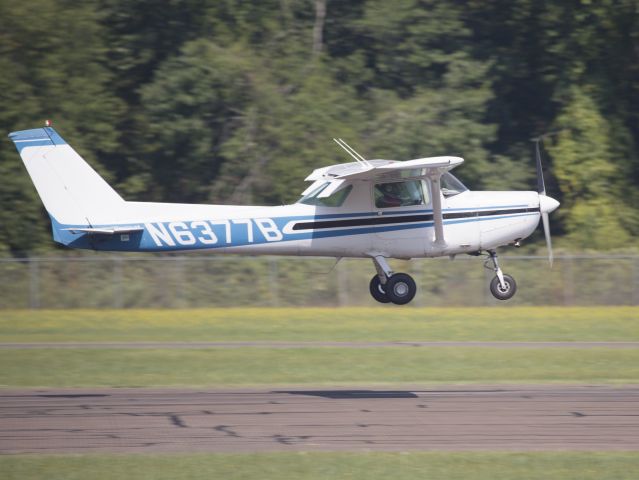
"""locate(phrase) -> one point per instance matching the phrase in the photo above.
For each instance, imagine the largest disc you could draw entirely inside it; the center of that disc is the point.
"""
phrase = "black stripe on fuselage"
(386, 220)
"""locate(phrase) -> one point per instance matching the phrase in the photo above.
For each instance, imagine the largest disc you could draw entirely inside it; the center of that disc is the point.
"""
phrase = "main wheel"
(378, 291)
(400, 288)
(506, 292)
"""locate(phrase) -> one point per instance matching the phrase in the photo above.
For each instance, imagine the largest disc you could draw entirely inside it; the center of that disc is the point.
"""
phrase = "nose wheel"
(386, 286)
(502, 286)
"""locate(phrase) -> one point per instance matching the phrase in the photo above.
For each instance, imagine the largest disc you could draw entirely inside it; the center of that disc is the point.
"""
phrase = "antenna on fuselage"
(351, 151)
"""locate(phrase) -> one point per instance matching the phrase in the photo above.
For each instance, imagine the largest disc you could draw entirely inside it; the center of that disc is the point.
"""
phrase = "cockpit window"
(399, 194)
(450, 185)
(336, 199)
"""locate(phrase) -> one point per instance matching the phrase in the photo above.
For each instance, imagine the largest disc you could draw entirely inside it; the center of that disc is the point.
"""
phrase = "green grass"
(303, 466)
(313, 366)
(314, 324)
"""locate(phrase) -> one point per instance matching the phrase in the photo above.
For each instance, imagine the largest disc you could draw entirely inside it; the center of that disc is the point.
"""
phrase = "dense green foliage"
(232, 101)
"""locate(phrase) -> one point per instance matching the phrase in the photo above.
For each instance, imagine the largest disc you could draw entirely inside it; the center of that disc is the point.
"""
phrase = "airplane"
(375, 209)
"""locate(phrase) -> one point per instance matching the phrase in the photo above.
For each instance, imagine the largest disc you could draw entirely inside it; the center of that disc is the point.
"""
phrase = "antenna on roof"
(351, 151)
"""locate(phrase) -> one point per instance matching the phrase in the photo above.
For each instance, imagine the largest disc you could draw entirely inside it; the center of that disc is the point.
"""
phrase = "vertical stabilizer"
(72, 192)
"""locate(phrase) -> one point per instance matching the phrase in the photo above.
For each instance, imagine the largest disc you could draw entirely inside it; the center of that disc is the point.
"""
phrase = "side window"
(399, 194)
(334, 200)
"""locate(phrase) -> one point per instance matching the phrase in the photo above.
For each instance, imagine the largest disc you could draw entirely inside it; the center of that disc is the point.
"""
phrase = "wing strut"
(438, 218)
(351, 151)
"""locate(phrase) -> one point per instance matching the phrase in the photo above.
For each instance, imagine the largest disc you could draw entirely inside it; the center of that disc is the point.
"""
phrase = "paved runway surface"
(431, 418)
(267, 344)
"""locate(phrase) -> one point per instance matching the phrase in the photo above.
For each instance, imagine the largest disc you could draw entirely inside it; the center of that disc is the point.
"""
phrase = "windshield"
(336, 199)
(399, 194)
(450, 185)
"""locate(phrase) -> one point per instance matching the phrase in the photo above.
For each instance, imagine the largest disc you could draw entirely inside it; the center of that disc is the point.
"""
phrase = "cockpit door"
(402, 209)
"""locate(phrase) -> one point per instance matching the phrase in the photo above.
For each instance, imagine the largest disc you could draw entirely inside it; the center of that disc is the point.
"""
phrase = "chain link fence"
(211, 281)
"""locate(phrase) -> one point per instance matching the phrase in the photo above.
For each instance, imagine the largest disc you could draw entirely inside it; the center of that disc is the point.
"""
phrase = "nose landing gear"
(386, 286)
(502, 286)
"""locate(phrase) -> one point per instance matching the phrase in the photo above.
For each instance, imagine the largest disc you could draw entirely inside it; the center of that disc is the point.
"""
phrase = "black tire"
(400, 288)
(503, 293)
(377, 290)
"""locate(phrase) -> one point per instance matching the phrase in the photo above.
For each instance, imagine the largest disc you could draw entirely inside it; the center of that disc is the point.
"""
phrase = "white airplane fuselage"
(378, 209)
(473, 221)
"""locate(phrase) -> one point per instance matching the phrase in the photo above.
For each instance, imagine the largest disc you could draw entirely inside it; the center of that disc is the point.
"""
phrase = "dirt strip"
(279, 419)
(268, 344)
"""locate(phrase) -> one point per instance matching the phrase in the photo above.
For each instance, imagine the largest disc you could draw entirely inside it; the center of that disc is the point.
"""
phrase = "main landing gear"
(387, 286)
(502, 286)
(400, 288)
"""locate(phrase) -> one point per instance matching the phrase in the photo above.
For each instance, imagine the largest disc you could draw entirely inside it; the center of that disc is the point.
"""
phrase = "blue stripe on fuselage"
(204, 234)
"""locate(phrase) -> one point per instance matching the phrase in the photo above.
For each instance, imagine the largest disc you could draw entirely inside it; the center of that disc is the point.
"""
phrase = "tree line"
(230, 101)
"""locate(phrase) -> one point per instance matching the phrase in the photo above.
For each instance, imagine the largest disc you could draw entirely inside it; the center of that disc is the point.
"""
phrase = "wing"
(114, 230)
(388, 169)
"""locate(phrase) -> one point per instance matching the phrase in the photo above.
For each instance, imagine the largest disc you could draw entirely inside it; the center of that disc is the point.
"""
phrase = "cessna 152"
(376, 209)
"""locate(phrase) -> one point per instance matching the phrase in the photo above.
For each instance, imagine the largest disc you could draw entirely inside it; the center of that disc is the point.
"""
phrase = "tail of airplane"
(72, 192)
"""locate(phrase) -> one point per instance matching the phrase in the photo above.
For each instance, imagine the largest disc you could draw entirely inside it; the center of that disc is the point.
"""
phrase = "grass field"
(314, 324)
(76, 367)
(303, 466)
(314, 366)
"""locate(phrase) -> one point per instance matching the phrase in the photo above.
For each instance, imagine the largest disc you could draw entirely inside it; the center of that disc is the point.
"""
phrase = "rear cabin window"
(334, 200)
(399, 194)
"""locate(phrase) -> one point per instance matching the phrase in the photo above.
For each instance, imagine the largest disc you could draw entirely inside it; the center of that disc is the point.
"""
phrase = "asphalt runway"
(267, 344)
(410, 419)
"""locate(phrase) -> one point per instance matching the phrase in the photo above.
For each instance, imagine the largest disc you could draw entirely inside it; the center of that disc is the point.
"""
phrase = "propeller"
(546, 203)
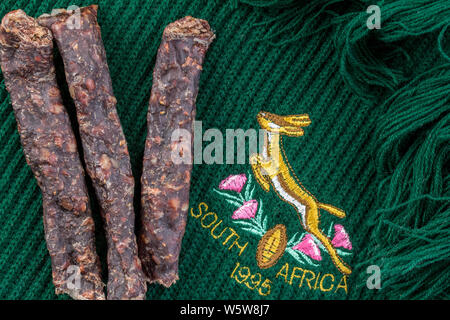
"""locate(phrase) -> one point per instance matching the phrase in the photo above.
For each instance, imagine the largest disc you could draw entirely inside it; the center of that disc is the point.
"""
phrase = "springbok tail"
(333, 210)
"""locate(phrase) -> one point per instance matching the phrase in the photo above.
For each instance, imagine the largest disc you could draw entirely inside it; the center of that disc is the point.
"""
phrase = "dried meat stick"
(165, 184)
(105, 149)
(50, 150)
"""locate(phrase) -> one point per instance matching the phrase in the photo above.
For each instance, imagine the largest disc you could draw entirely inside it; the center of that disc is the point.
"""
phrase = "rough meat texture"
(105, 149)
(165, 184)
(51, 152)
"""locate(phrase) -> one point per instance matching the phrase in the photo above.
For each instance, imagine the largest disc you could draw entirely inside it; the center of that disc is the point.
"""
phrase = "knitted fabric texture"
(377, 148)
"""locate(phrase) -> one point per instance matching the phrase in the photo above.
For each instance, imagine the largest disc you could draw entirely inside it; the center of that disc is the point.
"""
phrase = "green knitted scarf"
(377, 148)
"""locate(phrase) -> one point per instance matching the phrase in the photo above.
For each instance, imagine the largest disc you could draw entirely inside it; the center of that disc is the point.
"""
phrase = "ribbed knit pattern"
(242, 76)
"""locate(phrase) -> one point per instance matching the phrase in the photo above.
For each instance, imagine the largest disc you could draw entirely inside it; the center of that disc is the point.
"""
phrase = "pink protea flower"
(341, 238)
(309, 247)
(247, 211)
(234, 183)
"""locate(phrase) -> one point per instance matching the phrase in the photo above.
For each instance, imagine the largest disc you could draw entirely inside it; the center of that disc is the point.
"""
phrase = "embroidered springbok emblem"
(271, 168)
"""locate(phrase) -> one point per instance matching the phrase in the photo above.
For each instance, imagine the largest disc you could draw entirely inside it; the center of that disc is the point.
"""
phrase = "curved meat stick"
(51, 151)
(105, 149)
(165, 184)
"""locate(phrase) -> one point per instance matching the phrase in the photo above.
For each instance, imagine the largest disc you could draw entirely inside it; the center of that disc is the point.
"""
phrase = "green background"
(241, 77)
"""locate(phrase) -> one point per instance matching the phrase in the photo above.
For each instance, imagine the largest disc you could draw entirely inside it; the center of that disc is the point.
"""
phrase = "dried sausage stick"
(165, 184)
(105, 149)
(51, 152)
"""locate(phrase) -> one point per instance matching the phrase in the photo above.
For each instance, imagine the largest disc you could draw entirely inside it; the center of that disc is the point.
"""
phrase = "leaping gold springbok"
(271, 168)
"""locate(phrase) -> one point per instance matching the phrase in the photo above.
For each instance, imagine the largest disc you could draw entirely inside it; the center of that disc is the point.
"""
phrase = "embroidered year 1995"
(272, 171)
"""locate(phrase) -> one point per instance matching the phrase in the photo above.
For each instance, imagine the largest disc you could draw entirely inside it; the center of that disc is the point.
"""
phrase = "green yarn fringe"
(413, 224)
(369, 58)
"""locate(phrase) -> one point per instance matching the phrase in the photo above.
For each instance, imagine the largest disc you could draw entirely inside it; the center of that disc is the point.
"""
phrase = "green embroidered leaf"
(228, 196)
(343, 253)
(243, 223)
(330, 229)
(252, 193)
(247, 187)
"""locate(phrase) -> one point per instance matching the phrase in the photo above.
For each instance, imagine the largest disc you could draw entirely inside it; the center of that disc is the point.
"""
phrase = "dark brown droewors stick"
(51, 151)
(165, 184)
(105, 149)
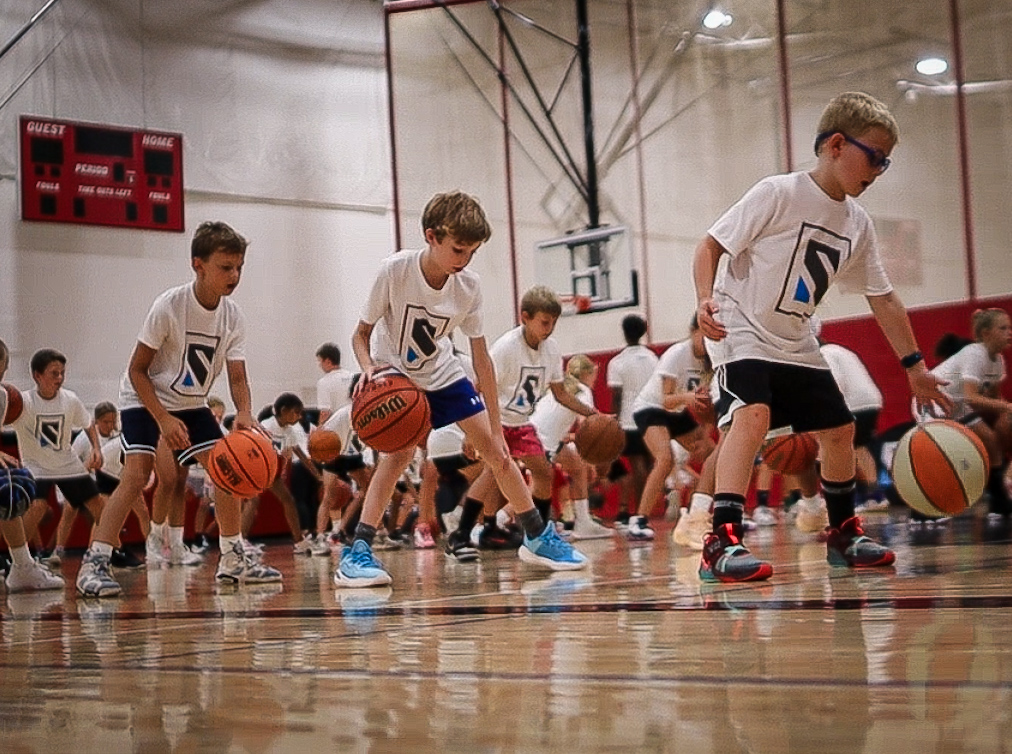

**What the exercise asks:** Collect every line of the material that contains the string "grass", treating case as significant.

**Result below:**
phrase = "green grass"
phrase = "grass field"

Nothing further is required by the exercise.